- **Instructions for the task**
Return the passage of the court opinion below word for word, from "b. Deputy Warden" up to and including "(2d Cir. 1985).".

Having disposed of Brown's vague allegations about a conspiracy, the court turns to his specific allegations about each of the Individual Defendants seeking dismissal.

a. Commissioner Ponte

Ponte became DOC Commissioner in April 2014—i.e., nearly two years after the incident. Accordingly, Commissioner Ponte could not conceivably have had any personal involvement in the constitutional violations Brown claims to have suffered in July 2012. Brown's § 1983 claims against Commissioner Ponte are therefore dismissed.

b. Deputy Warden Laboriel, Deputy Warden O'Connell, Assistant Deputy Warden Beltz, and Captain Skepple

Brown contends that he has "adequately pleaded supervisory liability" against Deputy Warden Laboriel, Deputy Warden O'Connell, Assistant Deputy Warden Beltz, and Captain Skepple. Pl.'s Br. 23. Brown cannot, however, state § 1983 claims against these defendants merely because they were supervisors at GMDC. See Hernandez v. Keane, 341 F.3d 137, 144-45 (2d Cir. 2003) (noting that a supervisory official cannot be held liable under § 1983 simply because he had a position of authority). Instead, to establish their liability, Brown must show that they were personally involved in the allegedly unlawful conduct. See id. Proof of "linkage in the prison chain of command" is insufficient. Ayers v. Coughlin, 780 F.2d 205, 210 (2d Cir. 1985).

The Second Circuit has previously held that the personal involvement of a supervisory defendant can be shown in five ways: (1) the defendant participated directly in the alleged constitutional violation; (2) the defendant, after being informed of the violation through a report or appeal, failed to remedy the wrong; (3) the defendant created a policy or custom under which unconstitutional practices occurred, or allowed the continuance of such a policy or custom; (4) the defendant was grossly negligent in supervising subordinates who committed the wrongful acts; or (5) the defendant exhibited deliberate indifference to the rights of inmates by failing to act on information indicating that unconstitutional acts were occurring. See Colon v. Coughlin, 58 F.3d 865, 873 (2d Cir. 1995).

- **Record list**
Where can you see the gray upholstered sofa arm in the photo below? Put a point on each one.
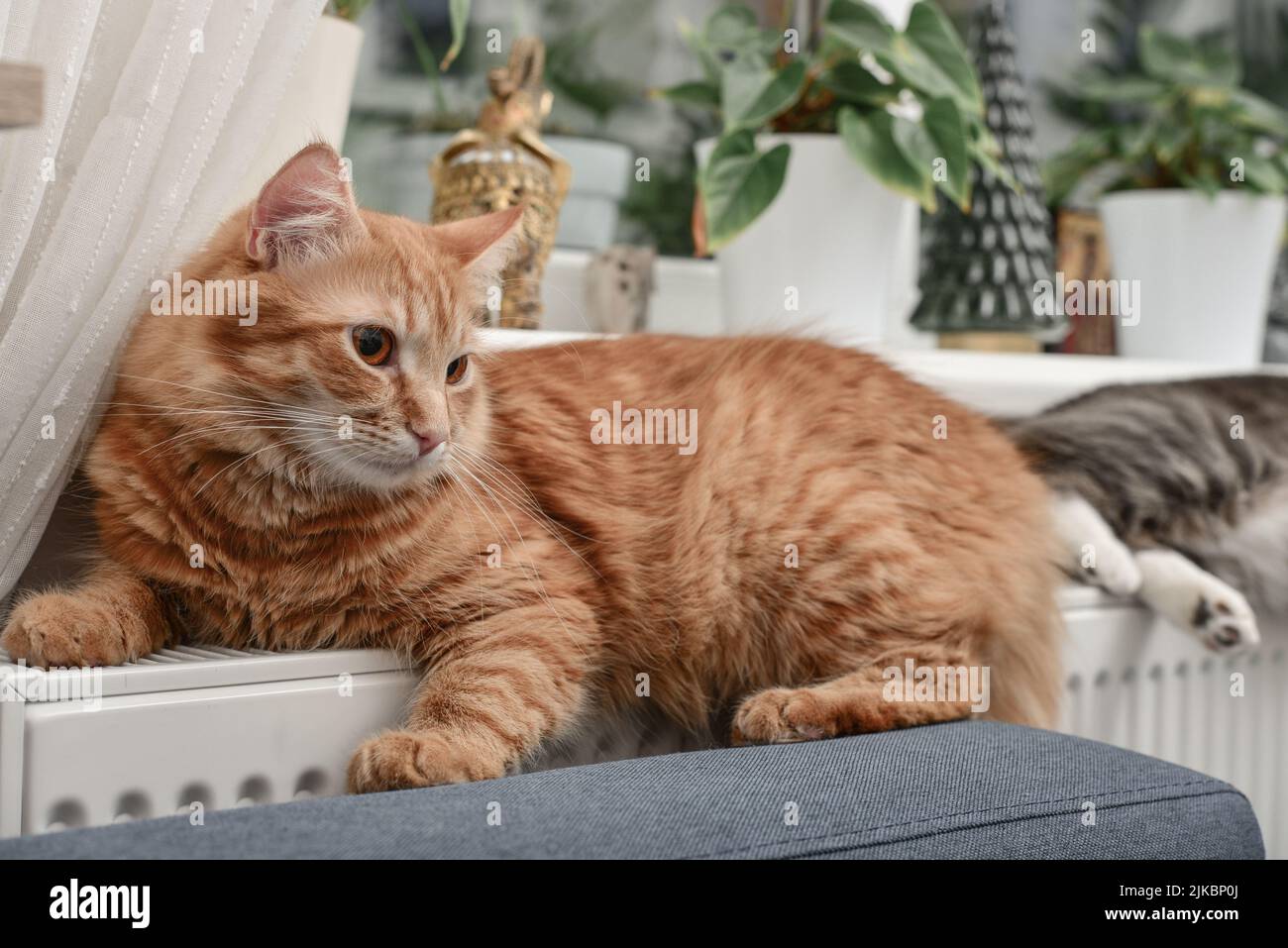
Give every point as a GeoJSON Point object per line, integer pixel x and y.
{"type": "Point", "coordinates": [966, 790]}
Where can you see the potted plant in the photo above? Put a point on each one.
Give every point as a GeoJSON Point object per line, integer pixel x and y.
{"type": "Point", "coordinates": [1193, 170]}
{"type": "Point", "coordinates": [828, 143]}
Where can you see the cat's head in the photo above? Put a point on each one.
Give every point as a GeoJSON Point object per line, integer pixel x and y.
{"type": "Point", "coordinates": [360, 365]}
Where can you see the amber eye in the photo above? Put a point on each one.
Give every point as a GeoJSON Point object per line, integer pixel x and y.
{"type": "Point", "coordinates": [456, 369]}
{"type": "Point", "coordinates": [374, 344]}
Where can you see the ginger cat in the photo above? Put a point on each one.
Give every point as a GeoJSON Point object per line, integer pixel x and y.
{"type": "Point", "coordinates": [818, 532]}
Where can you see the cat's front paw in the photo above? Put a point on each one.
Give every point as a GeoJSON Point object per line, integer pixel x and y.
{"type": "Point", "coordinates": [58, 630]}
{"type": "Point", "coordinates": [407, 759]}
{"type": "Point", "coordinates": [782, 715]}
{"type": "Point", "coordinates": [1216, 613]}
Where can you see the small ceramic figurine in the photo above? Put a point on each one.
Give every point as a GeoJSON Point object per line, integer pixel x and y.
{"type": "Point", "coordinates": [502, 162]}
{"type": "Point", "coordinates": [617, 287]}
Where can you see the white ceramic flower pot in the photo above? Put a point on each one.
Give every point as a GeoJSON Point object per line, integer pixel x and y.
{"type": "Point", "coordinates": [316, 102]}
{"type": "Point", "coordinates": [828, 257]}
{"type": "Point", "coordinates": [1199, 269]}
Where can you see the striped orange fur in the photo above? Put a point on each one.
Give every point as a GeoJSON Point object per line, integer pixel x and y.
{"type": "Point", "coordinates": [754, 588]}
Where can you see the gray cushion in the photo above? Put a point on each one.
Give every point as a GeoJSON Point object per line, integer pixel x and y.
{"type": "Point", "coordinates": [970, 789]}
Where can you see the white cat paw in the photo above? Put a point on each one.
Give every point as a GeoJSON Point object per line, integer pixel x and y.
{"type": "Point", "coordinates": [1193, 599]}
{"type": "Point", "coordinates": [1093, 553]}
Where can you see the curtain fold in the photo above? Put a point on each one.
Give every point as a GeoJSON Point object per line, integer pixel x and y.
{"type": "Point", "coordinates": [154, 111]}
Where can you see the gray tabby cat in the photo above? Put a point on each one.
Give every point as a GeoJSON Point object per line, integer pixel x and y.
{"type": "Point", "coordinates": [1177, 493]}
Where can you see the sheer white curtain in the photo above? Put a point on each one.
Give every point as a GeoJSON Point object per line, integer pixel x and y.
{"type": "Point", "coordinates": [154, 110]}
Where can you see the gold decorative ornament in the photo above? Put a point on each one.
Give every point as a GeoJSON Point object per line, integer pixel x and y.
{"type": "Point", "coordinates": [503, 162]}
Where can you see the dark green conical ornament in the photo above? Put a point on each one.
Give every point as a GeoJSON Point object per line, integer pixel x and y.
{"type": "Point", "coordinates": [979, 268]}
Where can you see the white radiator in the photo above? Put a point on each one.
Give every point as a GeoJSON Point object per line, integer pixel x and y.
{"type": "Point", "coordinates": [227, 728]}
{"type": "Point", "coordinates": [1133, 681]}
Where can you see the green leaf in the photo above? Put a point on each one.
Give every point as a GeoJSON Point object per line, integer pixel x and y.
{"type": "Point", "coordinates": [849, 81]}
{"type": "Point", "coordinates": [931, 58]}
{"type": "Point", "coordinates": [1203, 181]}
{"type": "Point", "coordinates": [699, 94]}
{"type": "Point", "coordinates": [1176, 59]}
{"type": "Point", "coordinates": [459, 17]}
{"type": "Point", "coordinates": [947, 130]}
{"type": "Point", "coordinates": [1063, 171]}
{"type": "Point", "coordinates": [1121, 89]}
{"type": "Point", "coordinates": [871, 142]}
{"type": "Point", "coordinates": [697, 44]}
{"type": "Point", "coordinates": [1262, 174]}
{"type": "Point", "coordinates": [738, 183]}
{"type": "Point", "coordinates": [858, 26]}
{"type": "Point", "coordinates": [751, 94]}
{"type": "Point", "coordinates": [1254, 112]}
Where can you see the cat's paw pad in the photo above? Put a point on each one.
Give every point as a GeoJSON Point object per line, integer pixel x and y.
{"type": "Point", "coordinates": [406, 759]}
{"type": "Point", "coordinates": [782, 715]}
{"type": "Point", "coordinates": [56, 630]}
{"type": "Point", "coordinates": [1224, 621]}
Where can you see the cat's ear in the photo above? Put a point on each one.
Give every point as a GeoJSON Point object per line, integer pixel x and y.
{"type": "Point", "coordinates": [304, 213]}
{"type": "Point", "coordinates": [482, 245]}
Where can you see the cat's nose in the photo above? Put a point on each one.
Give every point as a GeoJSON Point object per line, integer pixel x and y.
{"type": "Point", "coordinates": [428, 440]}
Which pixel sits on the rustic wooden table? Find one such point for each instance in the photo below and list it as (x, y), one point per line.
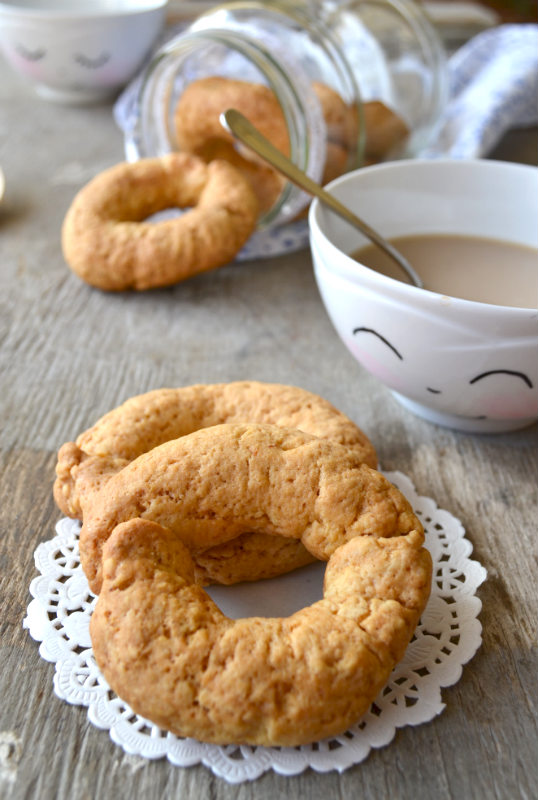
(70, 353)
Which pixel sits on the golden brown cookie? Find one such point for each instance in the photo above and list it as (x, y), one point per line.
(168, 651)
(107, 243)
(219, 483)
(150, 419)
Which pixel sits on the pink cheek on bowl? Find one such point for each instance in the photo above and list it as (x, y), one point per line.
(508, 406)
(377, 368)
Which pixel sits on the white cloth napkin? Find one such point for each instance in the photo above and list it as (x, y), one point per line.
(493, 87)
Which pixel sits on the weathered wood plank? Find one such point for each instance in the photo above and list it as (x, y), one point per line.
(70, 353)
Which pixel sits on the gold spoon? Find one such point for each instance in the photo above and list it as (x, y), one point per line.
(242, 129)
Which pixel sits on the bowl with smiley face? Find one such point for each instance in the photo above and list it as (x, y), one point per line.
(462, 351)
(79, 51)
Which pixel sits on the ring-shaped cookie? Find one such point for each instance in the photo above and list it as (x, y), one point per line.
(168, 651)
(108, 244)
(150, 419)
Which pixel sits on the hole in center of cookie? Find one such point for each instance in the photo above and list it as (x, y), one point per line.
(273, 597)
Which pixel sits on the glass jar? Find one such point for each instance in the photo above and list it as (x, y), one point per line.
(320, 60)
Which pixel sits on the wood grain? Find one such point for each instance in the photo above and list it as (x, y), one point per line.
(69, 353)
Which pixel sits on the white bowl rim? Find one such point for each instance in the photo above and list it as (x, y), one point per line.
(86, 10)
(375, 279)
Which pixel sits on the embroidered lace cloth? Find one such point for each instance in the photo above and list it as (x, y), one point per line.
(447, 637)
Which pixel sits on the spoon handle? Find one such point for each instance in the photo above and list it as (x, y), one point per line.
(240, 127)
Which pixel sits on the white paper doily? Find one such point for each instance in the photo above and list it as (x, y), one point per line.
(447, 636)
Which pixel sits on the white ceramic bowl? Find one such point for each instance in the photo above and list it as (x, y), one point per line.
(458, 363)
(79, 51)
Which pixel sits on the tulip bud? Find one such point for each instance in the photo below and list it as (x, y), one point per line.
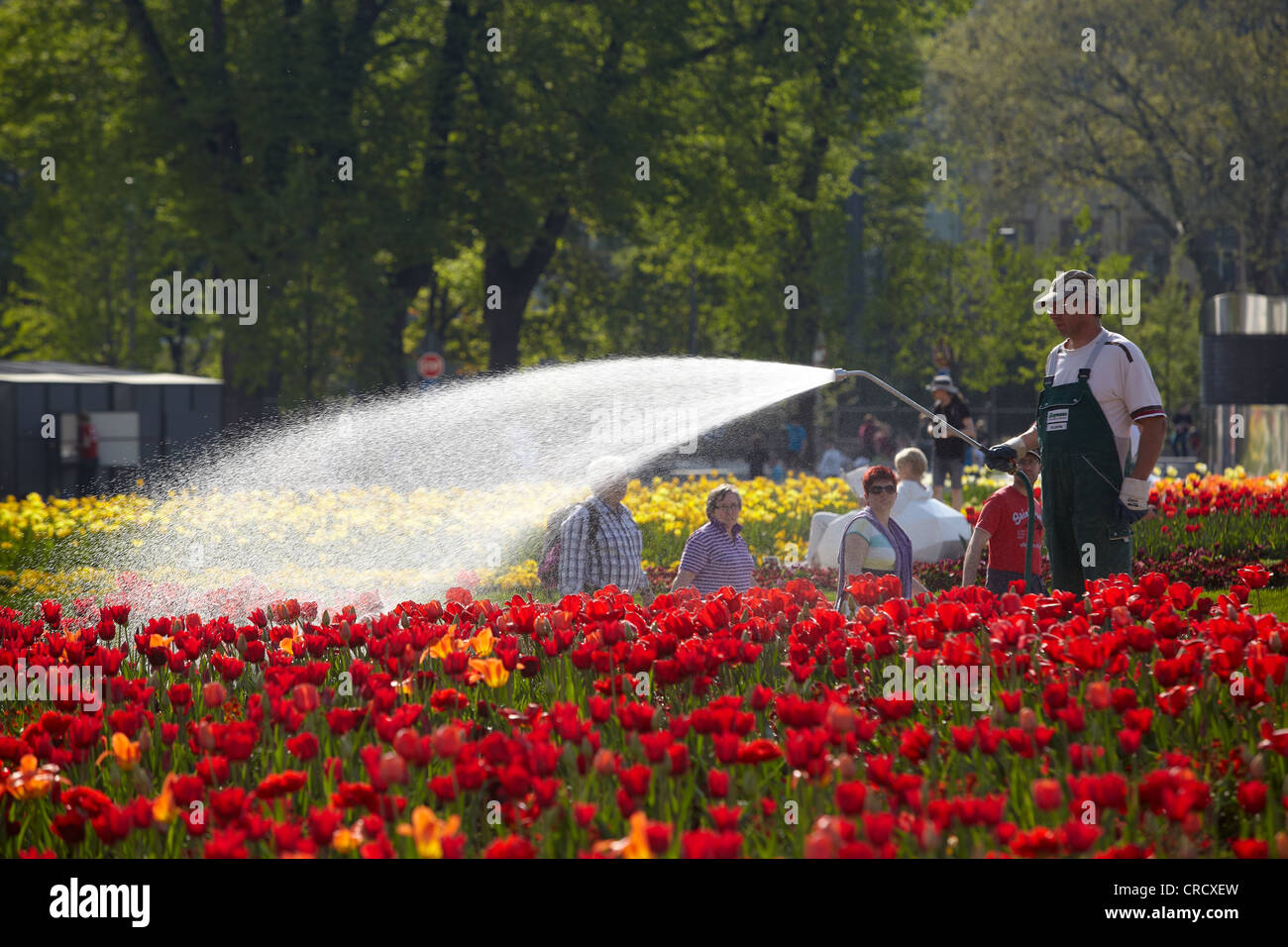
(930, 838)
(1257, 768)
(393, 768)
(846, 767)
(1028, 719)
(840, 719)
(819, 844)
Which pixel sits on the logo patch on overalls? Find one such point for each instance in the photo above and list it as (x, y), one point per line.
(1057, 419)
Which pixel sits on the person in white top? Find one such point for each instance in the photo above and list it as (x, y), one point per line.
(911, 466)
(1096, 385)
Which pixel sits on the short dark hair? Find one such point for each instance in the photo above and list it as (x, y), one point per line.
(879, 474)
(719, 493)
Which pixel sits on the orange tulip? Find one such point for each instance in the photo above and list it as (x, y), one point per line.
(634, 845)
(162, 806)
(482, 642)
(346, 840)
(125, 750)
(445, 646)
(31, 781)
(490, 672)
(429, 831)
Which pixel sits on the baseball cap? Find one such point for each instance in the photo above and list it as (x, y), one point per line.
(1069, 282)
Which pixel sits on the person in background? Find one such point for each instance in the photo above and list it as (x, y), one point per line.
(833, 463)
(756, 459)
(778, 472)
(797, 444)
(614, 556)
(716, 554)
(868, 436)
(86, 455)
(872, 540)
(1004, 527)
(949, 449)
(911, 466)
(1184, 423)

- **Answer in full**
b. Deputy Warden Laboriel, Deputy Warden O'Connell, Assistant Deputy Warden Beltz, and Captain Skepple

Brown contends that he has "adequately pleaded supervisory liability" against Deputy Warden Laboriel, Deputy Warden O'Connell, Assistant Deputy Warden Beltz, and Captain Skepple. Pl.'s Br. 23. Brown cannot, however, state § 1983 claims against these defendants merely because they were supervisors at GMDC. See Hernandez v. Keane, 341 F.3d 137, 144-45 (2d Cir. 2003) (noting that a supervisory official cannot be held liable under § 1983 simply because he had a position of authority). Instead, to establish their liability, Brown must show that they were personally involved in the allegedly unlawful conduct. See id. Proof of "linkage in the prison chain of command" is insufficient. Ayers v. Coughlin, 780 F.2d 205, 210 (2d Cir. 1985).